Text section:

*****

Q: Our employee notified us she is suffering depression after we tried to discipline her for disruptive and manic behavior towards her colleagues. Are we now stuck with this employee, or can we fire her?
A: It’s a common misconception that an employer cannot address performance or behavior-related concerns if an employee qualifies for protections under the Americans with Disabilities Act (“ADA”) (or whatever State-specific anti-discrimination law applies to protect employees with disabilities). But the fact is that employers can still hold an employee with a disability accountable for their conduct and performance. After hearing that a disability is a reason for inappropriate conduct, you can still discipline an employee, but you are also obligated to begin the interactive process to determine how you can best assist her with preventing a repeat of this conduct. In other words, you would proceed with two paths; one under the ADA and the other under your workplace conduct rules. Keeping them separate also helps stage the employer’s case should the employee try to sue later for any sort of disability discrimination.
Moreover, employees cannot use a disability as a shield from consequences of their behavior or performance if the disability is first being asserted only after the conduct occurred.
You can also inform the employee about your company’s accommodation policy and process. If the disability is not apparent, the ADA allows employers to request documentation from a medical care provider to support whether an employee has a disability, as well as the possible accommodations to put in place for the employee.
With instances of workplace violence on the rise, many companies have instituted zero tolerance policies with respect to aggressive, violent or threatening workplace behavior. If your company happens to have such a policy in place, you could very well have grounds to terminate the employee notwithstanding her ADA-covered disability. However, this type of situation is very fact-specific and should be discussed with legal counsel first, or a Forework HR specialist.

*****

Excerpted data:

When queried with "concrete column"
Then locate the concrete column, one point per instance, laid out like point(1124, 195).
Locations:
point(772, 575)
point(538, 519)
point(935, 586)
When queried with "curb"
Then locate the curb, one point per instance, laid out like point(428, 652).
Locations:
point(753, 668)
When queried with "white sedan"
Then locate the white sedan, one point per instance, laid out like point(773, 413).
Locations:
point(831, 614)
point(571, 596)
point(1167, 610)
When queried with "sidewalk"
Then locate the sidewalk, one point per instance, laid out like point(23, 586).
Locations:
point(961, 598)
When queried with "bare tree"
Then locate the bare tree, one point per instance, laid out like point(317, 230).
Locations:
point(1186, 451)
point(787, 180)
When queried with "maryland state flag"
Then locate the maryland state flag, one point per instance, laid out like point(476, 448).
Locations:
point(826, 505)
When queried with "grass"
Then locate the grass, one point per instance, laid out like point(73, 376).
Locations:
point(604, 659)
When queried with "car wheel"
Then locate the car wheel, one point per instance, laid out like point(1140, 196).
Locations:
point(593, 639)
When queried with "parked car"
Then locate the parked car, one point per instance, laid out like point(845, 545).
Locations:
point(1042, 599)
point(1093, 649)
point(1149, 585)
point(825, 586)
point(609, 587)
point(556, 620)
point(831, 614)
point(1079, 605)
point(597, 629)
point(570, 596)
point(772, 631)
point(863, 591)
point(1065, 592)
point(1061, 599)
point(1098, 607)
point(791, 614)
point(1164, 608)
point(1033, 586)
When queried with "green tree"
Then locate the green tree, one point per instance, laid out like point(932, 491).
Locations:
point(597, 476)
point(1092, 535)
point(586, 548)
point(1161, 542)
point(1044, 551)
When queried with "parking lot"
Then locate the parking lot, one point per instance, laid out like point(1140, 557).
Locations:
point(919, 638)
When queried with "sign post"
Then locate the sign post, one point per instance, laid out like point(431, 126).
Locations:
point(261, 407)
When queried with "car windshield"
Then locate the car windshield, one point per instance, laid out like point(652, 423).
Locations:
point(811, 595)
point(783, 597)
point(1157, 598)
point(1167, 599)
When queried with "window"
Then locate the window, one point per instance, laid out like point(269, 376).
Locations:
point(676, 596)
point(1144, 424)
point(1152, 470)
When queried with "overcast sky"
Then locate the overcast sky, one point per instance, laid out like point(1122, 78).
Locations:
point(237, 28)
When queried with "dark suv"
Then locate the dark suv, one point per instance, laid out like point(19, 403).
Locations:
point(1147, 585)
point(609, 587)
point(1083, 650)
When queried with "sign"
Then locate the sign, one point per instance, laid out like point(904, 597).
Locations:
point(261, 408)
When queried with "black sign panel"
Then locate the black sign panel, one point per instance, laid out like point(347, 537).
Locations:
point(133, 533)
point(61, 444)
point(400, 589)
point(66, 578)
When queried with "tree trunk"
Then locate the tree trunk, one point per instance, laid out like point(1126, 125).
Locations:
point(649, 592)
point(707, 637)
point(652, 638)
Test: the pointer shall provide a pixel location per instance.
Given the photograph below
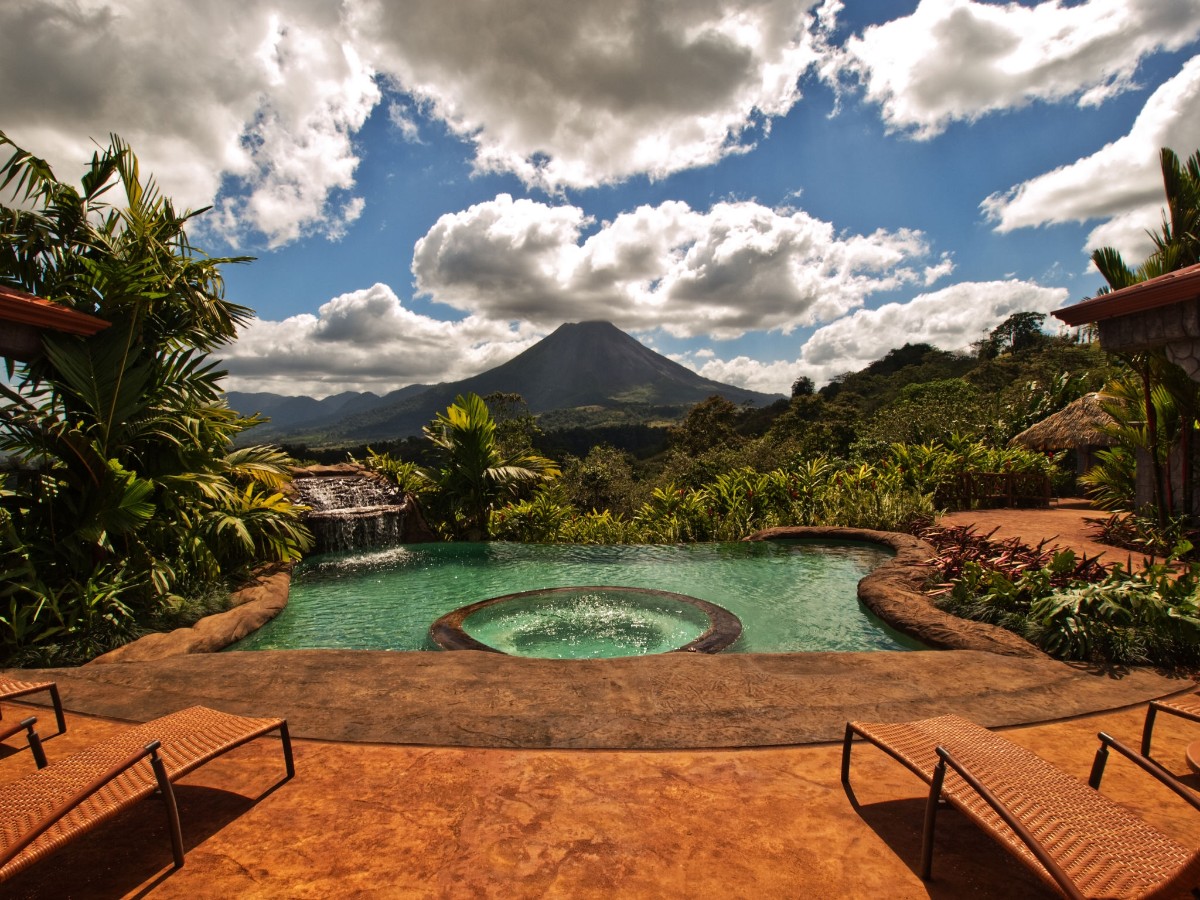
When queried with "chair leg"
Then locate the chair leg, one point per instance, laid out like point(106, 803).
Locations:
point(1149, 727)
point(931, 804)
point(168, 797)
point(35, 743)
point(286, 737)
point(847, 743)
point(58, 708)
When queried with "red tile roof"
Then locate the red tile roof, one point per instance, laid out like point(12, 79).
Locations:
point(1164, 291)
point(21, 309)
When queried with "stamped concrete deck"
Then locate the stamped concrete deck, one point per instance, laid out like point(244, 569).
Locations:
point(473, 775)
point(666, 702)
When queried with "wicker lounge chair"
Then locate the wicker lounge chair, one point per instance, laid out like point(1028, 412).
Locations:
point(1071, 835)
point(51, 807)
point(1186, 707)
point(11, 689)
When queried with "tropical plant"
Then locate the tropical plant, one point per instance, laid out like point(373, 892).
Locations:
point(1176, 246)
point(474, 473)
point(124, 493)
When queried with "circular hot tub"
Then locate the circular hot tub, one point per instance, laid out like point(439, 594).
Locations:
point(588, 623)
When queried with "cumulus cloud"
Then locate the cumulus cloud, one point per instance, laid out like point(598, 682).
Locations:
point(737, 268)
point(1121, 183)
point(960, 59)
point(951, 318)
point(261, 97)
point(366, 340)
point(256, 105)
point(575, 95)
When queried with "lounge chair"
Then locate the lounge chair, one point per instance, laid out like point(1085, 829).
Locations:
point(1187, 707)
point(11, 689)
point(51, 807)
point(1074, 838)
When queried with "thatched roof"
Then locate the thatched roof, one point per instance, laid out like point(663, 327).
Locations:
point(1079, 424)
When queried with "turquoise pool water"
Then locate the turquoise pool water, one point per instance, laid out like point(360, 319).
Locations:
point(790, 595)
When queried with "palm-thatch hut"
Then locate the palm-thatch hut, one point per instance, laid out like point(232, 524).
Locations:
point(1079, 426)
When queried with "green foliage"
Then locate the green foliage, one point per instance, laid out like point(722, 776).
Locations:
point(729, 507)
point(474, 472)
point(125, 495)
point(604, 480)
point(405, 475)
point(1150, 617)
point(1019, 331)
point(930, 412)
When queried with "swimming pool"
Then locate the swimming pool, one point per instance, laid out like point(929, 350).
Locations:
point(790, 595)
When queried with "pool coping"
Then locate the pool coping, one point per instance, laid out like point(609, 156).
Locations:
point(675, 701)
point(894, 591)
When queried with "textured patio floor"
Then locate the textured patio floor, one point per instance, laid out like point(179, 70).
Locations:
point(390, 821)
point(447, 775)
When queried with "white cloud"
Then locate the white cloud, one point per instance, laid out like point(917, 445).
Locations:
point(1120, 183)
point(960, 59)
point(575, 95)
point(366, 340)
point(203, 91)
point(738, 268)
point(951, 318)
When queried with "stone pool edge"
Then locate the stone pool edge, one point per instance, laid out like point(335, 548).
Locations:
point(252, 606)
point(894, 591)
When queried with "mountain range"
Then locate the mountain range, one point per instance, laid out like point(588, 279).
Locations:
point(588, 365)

*****

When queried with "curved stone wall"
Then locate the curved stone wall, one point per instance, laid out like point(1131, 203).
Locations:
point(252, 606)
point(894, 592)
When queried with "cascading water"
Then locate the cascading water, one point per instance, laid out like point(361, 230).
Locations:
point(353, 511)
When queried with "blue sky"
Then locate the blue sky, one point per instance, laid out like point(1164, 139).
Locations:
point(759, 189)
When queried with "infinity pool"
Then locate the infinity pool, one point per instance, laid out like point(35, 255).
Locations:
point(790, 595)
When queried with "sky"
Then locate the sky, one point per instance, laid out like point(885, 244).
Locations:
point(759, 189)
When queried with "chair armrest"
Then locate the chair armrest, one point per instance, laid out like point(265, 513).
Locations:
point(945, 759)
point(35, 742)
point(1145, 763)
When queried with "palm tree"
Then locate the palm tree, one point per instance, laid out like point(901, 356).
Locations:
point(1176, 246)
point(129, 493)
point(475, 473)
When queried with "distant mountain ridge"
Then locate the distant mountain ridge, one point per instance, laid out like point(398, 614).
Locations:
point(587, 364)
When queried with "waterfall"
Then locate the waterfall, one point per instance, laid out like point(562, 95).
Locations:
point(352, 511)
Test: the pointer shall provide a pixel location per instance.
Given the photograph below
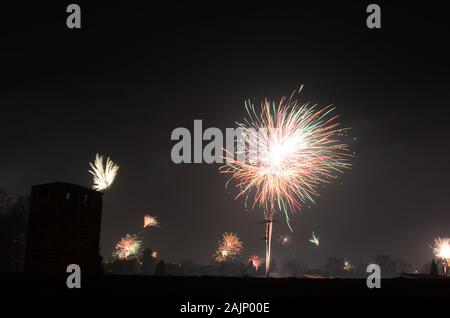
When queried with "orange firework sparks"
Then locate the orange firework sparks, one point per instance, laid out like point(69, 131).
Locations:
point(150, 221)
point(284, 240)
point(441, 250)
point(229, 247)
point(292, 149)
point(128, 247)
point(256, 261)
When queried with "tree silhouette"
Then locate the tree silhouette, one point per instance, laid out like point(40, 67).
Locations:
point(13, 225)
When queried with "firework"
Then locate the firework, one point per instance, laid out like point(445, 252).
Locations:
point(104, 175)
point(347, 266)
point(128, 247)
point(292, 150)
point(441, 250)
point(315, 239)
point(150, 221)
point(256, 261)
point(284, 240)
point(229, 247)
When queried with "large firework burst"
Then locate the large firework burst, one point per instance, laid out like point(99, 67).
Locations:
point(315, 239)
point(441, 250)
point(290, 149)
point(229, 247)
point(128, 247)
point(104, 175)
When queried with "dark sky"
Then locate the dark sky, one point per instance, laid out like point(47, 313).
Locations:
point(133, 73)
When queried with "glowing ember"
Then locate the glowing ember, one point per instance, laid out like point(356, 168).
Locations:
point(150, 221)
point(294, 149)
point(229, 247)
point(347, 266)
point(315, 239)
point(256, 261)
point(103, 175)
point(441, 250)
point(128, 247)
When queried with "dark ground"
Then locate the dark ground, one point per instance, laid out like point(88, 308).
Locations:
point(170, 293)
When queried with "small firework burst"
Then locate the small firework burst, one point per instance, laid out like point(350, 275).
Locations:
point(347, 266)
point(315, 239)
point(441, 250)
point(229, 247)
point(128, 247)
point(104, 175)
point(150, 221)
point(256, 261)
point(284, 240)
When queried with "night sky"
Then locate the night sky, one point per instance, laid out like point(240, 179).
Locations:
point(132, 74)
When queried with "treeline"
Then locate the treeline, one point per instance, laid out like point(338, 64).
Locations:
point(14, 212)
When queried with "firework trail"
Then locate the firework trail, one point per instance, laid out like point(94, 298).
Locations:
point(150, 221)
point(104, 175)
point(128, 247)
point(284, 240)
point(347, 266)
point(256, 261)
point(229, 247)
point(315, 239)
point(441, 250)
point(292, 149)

*****

Work required:
Answer these questions from the Q&A on disciplining an employee who reports depression:
1. Which federal law does the answer name as protecting employees with disabilities?
2. If the disability is not apparent, what may an employer request from a medical care provider?
3. With whom does the answer say a zero tolerance situation should be discussed first?

Reply:
1. The Americans with Disabilities Act (ADA).
2. Documentation supporting whether the employee has a disability, as well as the possible accommodations to put in place for the employee.
3. Legal counsel, or a Forework HR specialist.